■ Excerpted data ■
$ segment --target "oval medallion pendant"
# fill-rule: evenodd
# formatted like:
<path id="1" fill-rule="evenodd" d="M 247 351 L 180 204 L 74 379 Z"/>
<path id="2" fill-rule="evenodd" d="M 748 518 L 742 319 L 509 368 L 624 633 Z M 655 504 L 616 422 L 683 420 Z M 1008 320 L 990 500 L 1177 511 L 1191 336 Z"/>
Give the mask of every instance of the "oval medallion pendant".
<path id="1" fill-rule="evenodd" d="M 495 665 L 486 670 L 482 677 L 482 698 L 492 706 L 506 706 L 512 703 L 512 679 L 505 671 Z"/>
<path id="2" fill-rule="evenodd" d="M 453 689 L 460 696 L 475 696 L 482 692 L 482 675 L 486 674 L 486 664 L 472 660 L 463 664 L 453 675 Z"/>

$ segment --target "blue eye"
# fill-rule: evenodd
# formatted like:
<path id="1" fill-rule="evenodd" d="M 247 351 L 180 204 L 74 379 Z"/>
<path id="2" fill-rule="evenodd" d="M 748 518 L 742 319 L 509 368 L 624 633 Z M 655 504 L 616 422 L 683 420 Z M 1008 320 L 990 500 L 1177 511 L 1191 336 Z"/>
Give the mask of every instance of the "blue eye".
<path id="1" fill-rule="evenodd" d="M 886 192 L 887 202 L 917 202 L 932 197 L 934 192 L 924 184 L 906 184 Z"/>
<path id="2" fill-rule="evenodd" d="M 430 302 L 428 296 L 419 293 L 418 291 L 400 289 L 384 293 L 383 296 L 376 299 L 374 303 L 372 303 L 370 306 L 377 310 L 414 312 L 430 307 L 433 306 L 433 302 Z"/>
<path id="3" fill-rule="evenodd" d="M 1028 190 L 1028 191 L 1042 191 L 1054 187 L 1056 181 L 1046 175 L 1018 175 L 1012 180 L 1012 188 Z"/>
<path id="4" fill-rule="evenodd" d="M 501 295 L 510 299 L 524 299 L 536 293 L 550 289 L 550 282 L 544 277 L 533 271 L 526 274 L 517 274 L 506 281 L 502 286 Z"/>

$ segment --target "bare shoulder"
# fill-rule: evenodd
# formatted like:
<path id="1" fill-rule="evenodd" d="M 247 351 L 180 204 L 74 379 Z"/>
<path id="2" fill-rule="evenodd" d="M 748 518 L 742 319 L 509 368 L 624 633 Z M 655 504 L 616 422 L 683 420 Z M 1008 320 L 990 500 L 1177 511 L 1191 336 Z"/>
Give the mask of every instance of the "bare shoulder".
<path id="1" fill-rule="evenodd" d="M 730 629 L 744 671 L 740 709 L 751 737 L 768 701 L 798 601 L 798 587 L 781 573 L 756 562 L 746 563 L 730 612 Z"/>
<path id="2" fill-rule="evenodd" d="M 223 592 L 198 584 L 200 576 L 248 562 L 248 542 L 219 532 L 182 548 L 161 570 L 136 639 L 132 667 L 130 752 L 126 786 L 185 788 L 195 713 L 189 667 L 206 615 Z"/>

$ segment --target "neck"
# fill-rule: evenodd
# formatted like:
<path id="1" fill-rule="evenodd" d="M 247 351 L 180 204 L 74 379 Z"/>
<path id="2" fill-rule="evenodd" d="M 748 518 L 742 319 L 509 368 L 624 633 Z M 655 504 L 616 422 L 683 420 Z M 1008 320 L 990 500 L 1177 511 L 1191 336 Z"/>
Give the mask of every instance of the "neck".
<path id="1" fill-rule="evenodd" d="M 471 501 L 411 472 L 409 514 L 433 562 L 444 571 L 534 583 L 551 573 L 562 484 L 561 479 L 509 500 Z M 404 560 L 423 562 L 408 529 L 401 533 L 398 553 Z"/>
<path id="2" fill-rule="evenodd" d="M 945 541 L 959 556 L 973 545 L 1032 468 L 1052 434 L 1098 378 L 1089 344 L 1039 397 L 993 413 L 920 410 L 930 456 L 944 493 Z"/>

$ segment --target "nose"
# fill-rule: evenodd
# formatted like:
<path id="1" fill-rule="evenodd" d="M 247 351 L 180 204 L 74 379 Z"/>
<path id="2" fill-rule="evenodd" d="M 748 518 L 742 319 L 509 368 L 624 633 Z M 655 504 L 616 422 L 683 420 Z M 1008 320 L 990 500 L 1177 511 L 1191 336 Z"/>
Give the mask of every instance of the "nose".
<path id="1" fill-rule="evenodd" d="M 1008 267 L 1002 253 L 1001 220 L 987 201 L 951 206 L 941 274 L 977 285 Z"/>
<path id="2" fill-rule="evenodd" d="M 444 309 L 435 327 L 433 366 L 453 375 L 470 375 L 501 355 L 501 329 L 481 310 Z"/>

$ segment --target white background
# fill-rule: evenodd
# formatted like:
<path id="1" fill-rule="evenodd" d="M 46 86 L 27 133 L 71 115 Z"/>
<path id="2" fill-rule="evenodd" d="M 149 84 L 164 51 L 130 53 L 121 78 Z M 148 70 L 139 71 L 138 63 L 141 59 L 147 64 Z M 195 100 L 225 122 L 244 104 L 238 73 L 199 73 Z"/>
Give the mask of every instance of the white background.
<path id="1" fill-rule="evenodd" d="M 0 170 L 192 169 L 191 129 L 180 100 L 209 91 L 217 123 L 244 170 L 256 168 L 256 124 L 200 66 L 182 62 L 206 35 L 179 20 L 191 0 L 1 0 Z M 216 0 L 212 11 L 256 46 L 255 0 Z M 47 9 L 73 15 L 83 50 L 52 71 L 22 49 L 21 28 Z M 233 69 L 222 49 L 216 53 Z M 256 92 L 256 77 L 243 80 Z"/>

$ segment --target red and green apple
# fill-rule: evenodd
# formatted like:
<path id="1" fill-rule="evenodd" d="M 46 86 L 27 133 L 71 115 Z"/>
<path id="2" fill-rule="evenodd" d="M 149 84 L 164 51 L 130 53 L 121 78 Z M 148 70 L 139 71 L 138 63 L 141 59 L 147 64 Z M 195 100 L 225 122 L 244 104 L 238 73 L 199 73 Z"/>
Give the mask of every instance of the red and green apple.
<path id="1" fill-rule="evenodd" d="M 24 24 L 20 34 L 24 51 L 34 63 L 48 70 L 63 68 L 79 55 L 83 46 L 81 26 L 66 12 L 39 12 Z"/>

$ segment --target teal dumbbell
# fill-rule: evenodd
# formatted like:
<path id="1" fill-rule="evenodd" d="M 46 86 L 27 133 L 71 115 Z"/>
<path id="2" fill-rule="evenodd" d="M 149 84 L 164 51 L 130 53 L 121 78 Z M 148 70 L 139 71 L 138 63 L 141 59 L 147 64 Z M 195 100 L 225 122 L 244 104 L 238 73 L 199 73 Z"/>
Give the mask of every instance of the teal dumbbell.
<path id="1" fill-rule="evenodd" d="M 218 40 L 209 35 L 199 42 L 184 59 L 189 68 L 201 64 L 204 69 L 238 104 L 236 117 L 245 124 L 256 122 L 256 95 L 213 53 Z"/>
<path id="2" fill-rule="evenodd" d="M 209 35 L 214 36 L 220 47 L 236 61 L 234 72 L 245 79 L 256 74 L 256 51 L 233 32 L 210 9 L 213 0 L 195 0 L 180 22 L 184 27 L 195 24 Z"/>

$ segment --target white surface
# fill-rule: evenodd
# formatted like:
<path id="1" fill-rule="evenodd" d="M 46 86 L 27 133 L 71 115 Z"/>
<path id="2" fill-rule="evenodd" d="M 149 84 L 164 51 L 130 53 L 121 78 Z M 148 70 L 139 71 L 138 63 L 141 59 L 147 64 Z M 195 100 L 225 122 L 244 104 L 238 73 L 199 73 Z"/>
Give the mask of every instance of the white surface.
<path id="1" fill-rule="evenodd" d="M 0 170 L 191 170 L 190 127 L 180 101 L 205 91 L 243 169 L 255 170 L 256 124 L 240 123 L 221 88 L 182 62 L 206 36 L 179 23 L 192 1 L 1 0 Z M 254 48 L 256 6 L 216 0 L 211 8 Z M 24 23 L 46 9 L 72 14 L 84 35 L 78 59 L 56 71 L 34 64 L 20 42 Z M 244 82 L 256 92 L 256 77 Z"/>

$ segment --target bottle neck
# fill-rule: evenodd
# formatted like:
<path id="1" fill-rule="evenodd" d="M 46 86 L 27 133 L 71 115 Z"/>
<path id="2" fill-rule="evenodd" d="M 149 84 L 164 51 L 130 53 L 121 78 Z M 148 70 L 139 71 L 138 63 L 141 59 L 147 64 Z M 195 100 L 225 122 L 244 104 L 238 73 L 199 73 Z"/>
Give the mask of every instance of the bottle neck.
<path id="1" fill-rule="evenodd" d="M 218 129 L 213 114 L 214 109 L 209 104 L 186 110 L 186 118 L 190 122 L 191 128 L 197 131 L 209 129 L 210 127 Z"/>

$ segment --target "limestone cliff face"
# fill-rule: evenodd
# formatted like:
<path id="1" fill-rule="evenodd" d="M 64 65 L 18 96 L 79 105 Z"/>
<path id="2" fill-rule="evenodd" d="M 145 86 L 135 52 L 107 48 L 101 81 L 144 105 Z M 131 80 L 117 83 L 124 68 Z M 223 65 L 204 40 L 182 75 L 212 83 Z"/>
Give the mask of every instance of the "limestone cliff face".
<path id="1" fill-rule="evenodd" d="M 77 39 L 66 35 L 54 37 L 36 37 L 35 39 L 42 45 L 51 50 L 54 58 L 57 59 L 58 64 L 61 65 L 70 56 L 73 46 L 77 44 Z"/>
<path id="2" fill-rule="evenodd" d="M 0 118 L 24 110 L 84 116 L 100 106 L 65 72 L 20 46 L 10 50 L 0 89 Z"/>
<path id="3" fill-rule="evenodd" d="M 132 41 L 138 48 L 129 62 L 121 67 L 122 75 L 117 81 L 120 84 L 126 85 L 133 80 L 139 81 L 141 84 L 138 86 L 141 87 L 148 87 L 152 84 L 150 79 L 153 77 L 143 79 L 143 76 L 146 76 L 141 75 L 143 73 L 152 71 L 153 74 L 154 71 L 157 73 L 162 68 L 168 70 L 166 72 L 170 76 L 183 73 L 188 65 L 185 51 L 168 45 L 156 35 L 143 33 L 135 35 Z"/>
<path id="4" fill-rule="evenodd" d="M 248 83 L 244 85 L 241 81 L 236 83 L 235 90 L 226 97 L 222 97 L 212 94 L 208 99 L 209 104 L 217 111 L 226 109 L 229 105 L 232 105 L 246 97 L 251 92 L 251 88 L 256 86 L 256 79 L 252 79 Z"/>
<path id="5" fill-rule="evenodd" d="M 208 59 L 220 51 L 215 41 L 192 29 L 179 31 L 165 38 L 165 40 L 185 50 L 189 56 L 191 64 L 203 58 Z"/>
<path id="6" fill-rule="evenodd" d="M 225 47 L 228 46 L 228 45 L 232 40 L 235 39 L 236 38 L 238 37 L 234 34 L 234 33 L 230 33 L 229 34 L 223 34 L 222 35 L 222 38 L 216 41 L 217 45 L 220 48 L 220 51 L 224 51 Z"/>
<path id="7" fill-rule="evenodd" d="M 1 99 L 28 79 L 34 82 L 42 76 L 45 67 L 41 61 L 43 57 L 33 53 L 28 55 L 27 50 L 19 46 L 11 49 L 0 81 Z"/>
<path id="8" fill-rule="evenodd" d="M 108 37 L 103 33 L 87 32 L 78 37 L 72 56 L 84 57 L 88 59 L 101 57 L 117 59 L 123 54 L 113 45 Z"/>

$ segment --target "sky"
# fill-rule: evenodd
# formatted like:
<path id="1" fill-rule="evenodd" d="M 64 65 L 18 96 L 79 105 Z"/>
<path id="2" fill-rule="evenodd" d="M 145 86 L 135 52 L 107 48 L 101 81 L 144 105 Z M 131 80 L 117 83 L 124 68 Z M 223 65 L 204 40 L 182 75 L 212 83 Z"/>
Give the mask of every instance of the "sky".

■ Exercise details ■
Arrange the lines of the material from its first line through the line containing "453 689 L 460", inclusive, as a numbered list, leaving out any blank lines.

■ Task result ■
1. $ segment --target "oval medallion pendant"
2. # fill-rule: evenodd
3. # formatted like:
4. <path id="1" fill-rule="evenodd" d="M 247 351 L 180 204 L 74 379 Z"/>
5. <path id="2" fill-rule="evenodd" d="M 748 518 L 742 319 L 509 368 L 624 633 Z M 655 504 L 616 422 L 683 420 Z M 1008 320 L 990 500 L 1177 511 L 1191 336 Z"/>
6. Give the mask of every instance of the "oval medallion pendant".
7. <path id="1" fill-rule="evenodd" d="M 495 665 L 486 670 L 482 677 L 482 698 L 492 706 L 506 706 L 512 703 L 512 679 L 505 671 Z"/>
8. <path id="2" fill-rule="evenodd" d="M 453 689 L 460 696 L 475 696 L 482 692 L 482 675 L 486 674 L 486 664 L 472 660 L 463 664 L 453 675 Z"/>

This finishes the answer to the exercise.